DIRECTION:
Lay out the lines of the data from the line containing "Where can you see the slender" through the end of the data as a JSON list of strings, one string per line, skipping blank lines. Leave out the pictures.

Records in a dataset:
— begin —
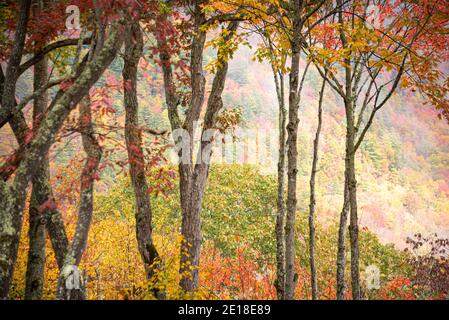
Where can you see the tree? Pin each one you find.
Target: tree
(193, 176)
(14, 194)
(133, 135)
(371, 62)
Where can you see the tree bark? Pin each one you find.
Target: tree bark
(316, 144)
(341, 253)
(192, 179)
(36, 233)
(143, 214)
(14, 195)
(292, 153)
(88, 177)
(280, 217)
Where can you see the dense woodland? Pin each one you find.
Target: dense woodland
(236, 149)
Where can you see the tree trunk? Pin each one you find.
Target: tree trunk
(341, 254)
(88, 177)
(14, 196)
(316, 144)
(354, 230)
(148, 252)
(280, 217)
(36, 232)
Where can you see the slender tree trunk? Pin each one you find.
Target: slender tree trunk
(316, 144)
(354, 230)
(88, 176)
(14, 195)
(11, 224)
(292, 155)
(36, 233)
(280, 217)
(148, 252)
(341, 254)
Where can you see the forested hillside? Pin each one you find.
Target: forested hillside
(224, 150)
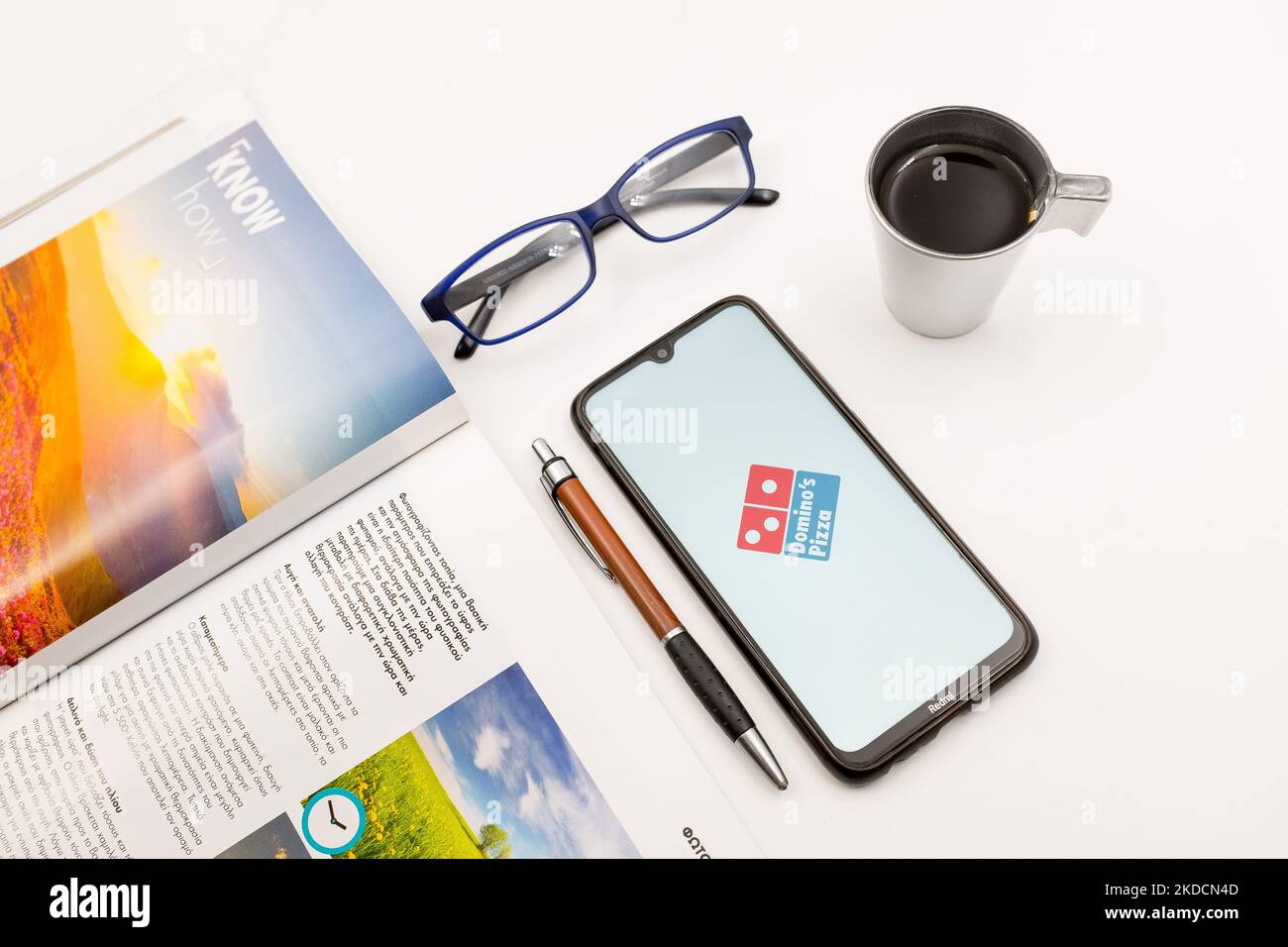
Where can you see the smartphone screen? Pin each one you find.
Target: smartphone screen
— end —
RESULT OF THIS EXERCISE:
[
  "Where can you see the slender tree trunk? Pin each one you find.",
  "Target: slender tree trunk",
  "(316, 144)",
  "(354, 230)",
  "(88, 176)",
  "(14, 195)",
  "(11, 224)",
  "(292, 155)",
  "(36, 233)",
  "(280, 217)",
  "(148, 252)",
  "(341, 254)",
  "Where can you see the forested hillside? Pin each one you find.",
  "Target: forested hillside",
  "(224, 150)",
  "Where can you see the smartphone screen? Pin each one you find.",
  "Target: smartphone screen"
]